──────── Entries supplied
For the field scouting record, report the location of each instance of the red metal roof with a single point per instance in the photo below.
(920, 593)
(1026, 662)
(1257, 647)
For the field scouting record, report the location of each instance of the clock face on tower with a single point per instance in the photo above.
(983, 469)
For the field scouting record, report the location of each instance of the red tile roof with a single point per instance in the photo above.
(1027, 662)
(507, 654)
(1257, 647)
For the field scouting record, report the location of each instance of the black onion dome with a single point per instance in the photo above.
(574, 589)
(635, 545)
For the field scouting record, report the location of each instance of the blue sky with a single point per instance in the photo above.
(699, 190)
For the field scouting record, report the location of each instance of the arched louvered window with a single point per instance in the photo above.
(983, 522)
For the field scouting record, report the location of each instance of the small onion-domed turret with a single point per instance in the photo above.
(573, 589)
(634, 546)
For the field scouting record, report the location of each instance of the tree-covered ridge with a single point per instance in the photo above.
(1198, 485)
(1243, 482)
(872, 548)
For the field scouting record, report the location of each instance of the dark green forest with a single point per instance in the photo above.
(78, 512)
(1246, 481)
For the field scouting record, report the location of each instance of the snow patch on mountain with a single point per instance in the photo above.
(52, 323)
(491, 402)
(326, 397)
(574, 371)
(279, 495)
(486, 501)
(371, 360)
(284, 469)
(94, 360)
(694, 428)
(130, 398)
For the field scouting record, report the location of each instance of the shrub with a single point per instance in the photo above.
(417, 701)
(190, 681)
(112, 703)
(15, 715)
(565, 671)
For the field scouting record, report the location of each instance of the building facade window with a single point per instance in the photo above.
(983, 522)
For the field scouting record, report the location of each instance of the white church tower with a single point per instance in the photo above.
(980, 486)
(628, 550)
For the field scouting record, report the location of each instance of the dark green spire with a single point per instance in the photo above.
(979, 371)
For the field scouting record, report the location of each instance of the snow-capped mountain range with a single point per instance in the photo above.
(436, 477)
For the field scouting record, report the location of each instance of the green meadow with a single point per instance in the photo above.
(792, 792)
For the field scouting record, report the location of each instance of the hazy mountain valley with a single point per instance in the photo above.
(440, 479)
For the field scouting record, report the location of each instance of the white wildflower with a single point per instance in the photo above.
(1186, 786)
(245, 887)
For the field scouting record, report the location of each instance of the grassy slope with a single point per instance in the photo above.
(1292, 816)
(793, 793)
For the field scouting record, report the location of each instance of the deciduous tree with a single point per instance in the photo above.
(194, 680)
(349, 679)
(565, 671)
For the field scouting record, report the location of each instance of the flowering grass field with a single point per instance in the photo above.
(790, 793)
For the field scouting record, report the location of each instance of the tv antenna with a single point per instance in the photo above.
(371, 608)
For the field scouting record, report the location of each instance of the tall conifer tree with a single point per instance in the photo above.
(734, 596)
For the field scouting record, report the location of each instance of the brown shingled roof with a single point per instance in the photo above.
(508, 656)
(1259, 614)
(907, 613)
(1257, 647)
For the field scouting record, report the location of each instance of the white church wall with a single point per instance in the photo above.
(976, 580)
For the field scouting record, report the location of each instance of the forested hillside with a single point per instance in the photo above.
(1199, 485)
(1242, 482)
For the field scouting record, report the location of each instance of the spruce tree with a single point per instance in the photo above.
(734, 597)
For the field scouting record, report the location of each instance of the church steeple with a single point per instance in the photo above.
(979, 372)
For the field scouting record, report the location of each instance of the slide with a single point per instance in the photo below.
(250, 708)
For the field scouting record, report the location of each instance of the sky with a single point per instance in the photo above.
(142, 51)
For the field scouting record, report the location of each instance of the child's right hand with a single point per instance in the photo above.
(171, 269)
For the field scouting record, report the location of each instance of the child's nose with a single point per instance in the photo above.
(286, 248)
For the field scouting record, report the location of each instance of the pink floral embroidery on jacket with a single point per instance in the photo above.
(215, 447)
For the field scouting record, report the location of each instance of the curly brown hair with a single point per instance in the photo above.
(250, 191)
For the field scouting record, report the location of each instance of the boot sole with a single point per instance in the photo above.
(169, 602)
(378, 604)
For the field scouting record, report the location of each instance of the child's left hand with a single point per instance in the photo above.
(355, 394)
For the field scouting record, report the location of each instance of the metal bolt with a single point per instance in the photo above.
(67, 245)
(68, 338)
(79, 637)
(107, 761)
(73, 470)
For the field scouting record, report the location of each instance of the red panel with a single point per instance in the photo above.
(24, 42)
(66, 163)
────────────────
§ **Task details**
Using the material above, print every entry exactly as written.

§ **Full answer**
For the field scouting record, report the location of each instance of the red metal roof with a single point per instance in the photo below.
(920, 593)
(1026, 662)
(1257, 647)
For the field scouting record, report the location of each instance of the clock face on tower with a single point per instance in the photo above.
(983, 469)
For the field scouting record, report the location of each instance of the red tile roof with a single point per instance in the photo above.
(1027, 662)
(507, 654)
(1257, 647)
For the field scouting record, report the location of each instance of the black onion dome with a single point per instance in the photo above.
(574, 589)
(635, 545)
For the field scouting record, report the location of each instance of the blue sky with a single point per instance in the photo above.
(699, 190)
For the field scouting record, report the location of each instance of the arched louvered window with a single point per instance in the photo above.
(983, 522)
For the field scouting record, report the location of each instance of the small onion-domed turret with a single point per instance in the photo above.
(573, 589)
(634, 546)
For the field scouting record, report the location of each instance of the tree-covered ridge with a single point per instance in the photo above.
(1198, 485)
(1243, 482)
(872, 548)
For the field scouting record, report the location of each instance of the dark green forest with a single point per instance in the photo above.
(78, 512)
(1246, 481)
For the field scouting record, report the location of each instance of the snow patch on mountain with a single point per instance in the photo above.
(52, 323)
(491, 402)
(326, 397)
(574, 371)
(279, 495)
(486, 501)
(371, 360)
(284, 469)
(94, 360)
(694, 428)
(130, 398)
For the field scouting record, report the location of each instance of the shrub with a single point per instance in the photo above.
(417, 701)
(190, 681)
(112, 703)
(15, 715)
(565, 671)
For the field scouting record, report the location of each instance of the building facade window with a single point per instance in the photo above.
(983, 522)
For the field scouting record, report the location of each instance of the white church tower with a single point per instance in the photo above.
(980, 486)
(628, 550)
For the field scouting record, report the location of each instance of the dark green spire with a single point per instance in the photo above.
(979, 371)
For the field scouting record, report the location of each instance of the snow-capped mountain range with a single point per instance in the photo above.
(436, 477)
For the field scouting record, report the location of each instance of the green meadow with a single point per instance in the photo above.
(792, 792)
For the field scouting record, report the location of each instance of the hazy mountain valley with a single point per instance in the photo above.
(440, 479)
For the field scouting record, report the location of each instance of the white wildflower with a single point per instance in the photo above.
(1186, 786)
(245, 887)
For the field scouting record, report the location of each instance of the grassy slope with a single point per instance in the photo above.
(1292, 816)
(793, 793)
For the field scouting record, report the location of each instance of the deciduous tree with a single point per instance in the photo above.
(194, 680)
(349, 679)
(565, 671)
For the field scouting record, report the location of each instance of the flowering grass field with a single point per instance in the photo above.
(790, 793)
For the field scouting record, report the location of each instance of the tv antenna with a single point per instance in the photo above.
(371, 608)
For the field scouting record, report the location of each instance of the tall conifer tree with a single point per instance in the photo above.
(734, 596)
For the field scouting record, report the location of each instance of the brown shingled roof with a single point per instance in the photo above.
(508, 656)
(1259, 614)
(907, 613)
(1257, 647)
For the field scouting record, report the location of each instance of the white church wall with a single point per instance in the photo above.
(976, 580)
For the field scouting record, report the location of each instance of the forested hillside with a single point per instance in the photo above.
(1199, 485)
(1242, 482)
For the field scouting record, report the location of each instance of the spruce tree with a single point per instance in the photo above.
(734, 597)
For the field scouting record, report the location of each instance of the church steeple with a single point per instance in the photo above.
(979, 372)
For the field scouting record, report the location of each instance of the slide with a single point per instance in the photo below.
(250, 708)
For the field scouting record, report the location of each instance of the sky with a single point per instance in the photo above.
(142, 51)
For the field scouting record, report the location of each instance of the child's right hand with a single point per instance in the photo above.
(171, 269)
For the field scouting record, report the location of each instance of the child's nose with a single point per instance in the photo above.
(286, 248)
For the field scouting record, report the location of each instance of the pink floral embroidery on jacket with a single point per instance in the photo above.
(215, 447)
For the field scouting record, report the location of each instance of the curly brown hair with a single point per instance in the photo above.
(250, 191)
For the field scouting record, report the location of each instance of the boot sole with a single point per instance in the photo above.
(169, 602)
(378, 604)
For the field scouting record, report the location of each instance of the child's left hand with a single point per instance in the photo above.
(355, 394)
For the field scouting record, report the location of each instance of the metal bolt with a single point per instance in the photo above.
(67, 245)
(68, 338)
(79, 637)
(107, 761)
(73, 470)
For the field scouting record, report the location of each instance of the red panel with a single point per instance in the photo above.
(24, 42)
(66, 163)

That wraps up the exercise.